SUPPLIED DATA:
+ + + + +

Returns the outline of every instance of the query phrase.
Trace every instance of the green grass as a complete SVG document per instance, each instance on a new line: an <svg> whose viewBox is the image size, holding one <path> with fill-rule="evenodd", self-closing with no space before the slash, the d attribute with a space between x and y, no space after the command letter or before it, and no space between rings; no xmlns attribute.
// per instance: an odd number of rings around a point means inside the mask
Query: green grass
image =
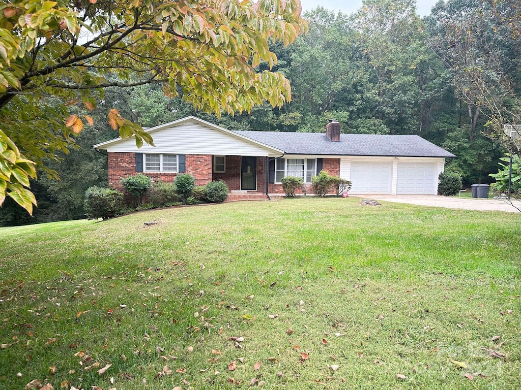
<svg viewBox="0 0 521 390"><path fill-rule="evenodd" d="M0 388L519 388L519 216L359 200L0 229Z"/></svg>

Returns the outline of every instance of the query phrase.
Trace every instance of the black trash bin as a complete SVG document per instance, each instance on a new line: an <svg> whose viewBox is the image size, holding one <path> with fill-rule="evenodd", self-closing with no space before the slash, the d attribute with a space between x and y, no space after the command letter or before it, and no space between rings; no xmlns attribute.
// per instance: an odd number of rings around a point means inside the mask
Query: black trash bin
<svg viewBox="0 0 521 390"><path fill-rule="evenodd" d="M488 184L473 184L470 186L473 198L488 198L488 190L490 186Z"/></svg>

+ + + + +

WHAT YOU WILL DO: Rewrite the items from the start through the line containing "388L519 388L519 216L359", swapping "green grass" for "lawn" and changing nothing else. Omit the pictures.

SOLUTION:
Returns the outline of every instance of the query phrase.
Trace every instance of the lawn as a complete SVG document per instance, each instance on a new line: an <svg> whose viewBox is the image size, holding one <path> with fill-rule="evenodd", self-closing with no space before the slash, the d attribute with a space between x and y, no space after the command letter or before it, and no space between rings; no xmlns attribute.
// per instance: an odd number of rings around a point means inside the mask
Query: lawn
image =
<svg viewBox="0 0 521 390"><path fill-rule="evenodd" d="M0 388L519 388L519 216L359 200L0 229Z"/></svg>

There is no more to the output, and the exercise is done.